Selected text ->

Another old objection to Darwinian explanations of evolution is the incredible complexity of the detailed adjustments needed to effect a change such as the lengthening of an animal’s neck. To take but one example, all the tendons tying the neck vertebrae together must be strengthened and their direction adjusted. How could random variation and selection account for this? We now know that the tissue of which tendons are made, like many other tissues of the body, has the faculty of responding to demands upon it both by excess growth and by changes in the direction of its fibres. Granted this one basic adaptation, all the rest follow. The myriad detailed adjustments are not determined by heredity and selection, but are built anew in each individual during its development.
In these and many other ways, our modern knowledge of growth and development has lightened the burden on natural selection, at the same time that advances in heredity have shown natural selection to be a much more flexible instrument than the last generation of biologists thought possible.
To sum up, Darwinism to-day is very much alive. In certain respects, indeed, modern evolutionary theory is more Darwinian than Darwin was himself. Darwin’s special contribution to the evolution problem was the theory of Natural Selection, but owing to the rudimentary state of knowledge in certain biological fields, he was forced to bolster this up with subsidiary Lamarckian hypotheses, of the inheritance of the effects of use and disuse and of modifications produced by the direct agency of the environment. To-day, we are able to reject these subsidiary hypotheses, and can demonstrate that Natural Selection is omnipresent and virtually the only guiding agency in evolution.

Source material ->
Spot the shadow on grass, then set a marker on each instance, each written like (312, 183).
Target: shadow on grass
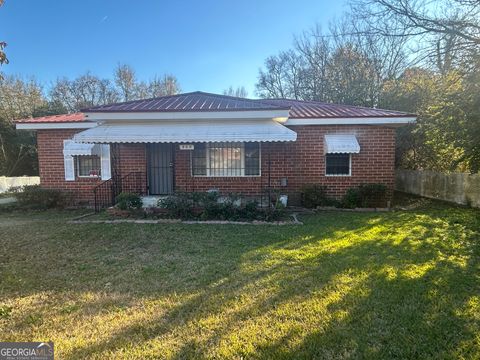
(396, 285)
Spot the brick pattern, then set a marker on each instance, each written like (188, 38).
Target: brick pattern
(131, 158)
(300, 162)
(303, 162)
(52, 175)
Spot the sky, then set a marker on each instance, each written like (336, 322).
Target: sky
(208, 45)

==

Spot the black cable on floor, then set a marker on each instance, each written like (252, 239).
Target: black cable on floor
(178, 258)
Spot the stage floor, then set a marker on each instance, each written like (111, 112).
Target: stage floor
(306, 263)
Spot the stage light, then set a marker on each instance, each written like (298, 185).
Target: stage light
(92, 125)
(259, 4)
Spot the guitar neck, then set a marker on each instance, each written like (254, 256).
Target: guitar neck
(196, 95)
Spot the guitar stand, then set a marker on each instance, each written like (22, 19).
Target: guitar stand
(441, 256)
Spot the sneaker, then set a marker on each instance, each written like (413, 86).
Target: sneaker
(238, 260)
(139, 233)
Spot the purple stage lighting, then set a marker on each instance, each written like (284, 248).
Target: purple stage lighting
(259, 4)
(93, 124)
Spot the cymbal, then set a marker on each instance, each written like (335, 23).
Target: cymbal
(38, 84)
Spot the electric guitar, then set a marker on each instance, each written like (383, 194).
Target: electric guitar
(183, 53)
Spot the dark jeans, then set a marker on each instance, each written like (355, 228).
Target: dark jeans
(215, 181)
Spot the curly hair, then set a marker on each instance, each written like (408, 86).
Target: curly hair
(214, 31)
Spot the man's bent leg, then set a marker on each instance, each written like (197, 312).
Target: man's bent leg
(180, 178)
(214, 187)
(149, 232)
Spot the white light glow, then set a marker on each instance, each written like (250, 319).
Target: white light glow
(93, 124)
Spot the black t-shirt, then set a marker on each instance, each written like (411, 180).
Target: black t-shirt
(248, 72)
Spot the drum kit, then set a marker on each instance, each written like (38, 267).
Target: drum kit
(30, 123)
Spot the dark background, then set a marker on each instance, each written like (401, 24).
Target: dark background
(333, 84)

Activities ->
1. Please revise the passage on Darwinism from "In these and" up to and including "biologists thought possible.", changing "flexible" to "versatile".
2. According to the passage on Darwinism, what kind of hypotheses did Darwin use to bolster his theory of Natural Selection?
3. Carry the passage on Darwinism forward from its last sentence.
The records have no part in this.

Results in order ->
1.
In these and many other ways, our modern knowledge of growth and development has lightened the burden on natural selection, at the same time that advances in heredity have shown natural selection to be a much more versatile instrument than the last generation of biologists thought possible.

2. Subsidiary Lamarckian hypotheses of the inheritance of the effects of use and disuse and of modifications produced by the direct agency of the environment.

3.
Darwin has with some justice been called the Newton of biology. Like Newton, he gave his science a unifying concept, and one capable of extension into every corner of its field. There are evolutionary implications in every branch of biology. The human physiologist may provide the most detailed physico-chemical analysis of some bodily process: but his description will be incomplete unless he takes account of its evolutionary history as well.
Evolution, too, was one of the first branches of enquiry to demand that relativist point of view which is becoming increasingly central to the modern scientific outlook. The single organism, looked at through evolutionary spectacles, has no meaning except in relation to a particular environment, to a particular set of enemies and competitors, to a particular past history, and to a particular set of potentialities for the future. All this was implicit in Darwin’s masterly formulation of the problem.
The implications for man and for his general conception of nature and of his own place in nature, are equally far-reaching. The idea of a past Golden Age vanished into smoke; so did all static conceptions of human life. In their place we see inevitable change and possible progress, while at the same time the time-span of the human drama is enlarged a thousand-fold in the past and still more in the future.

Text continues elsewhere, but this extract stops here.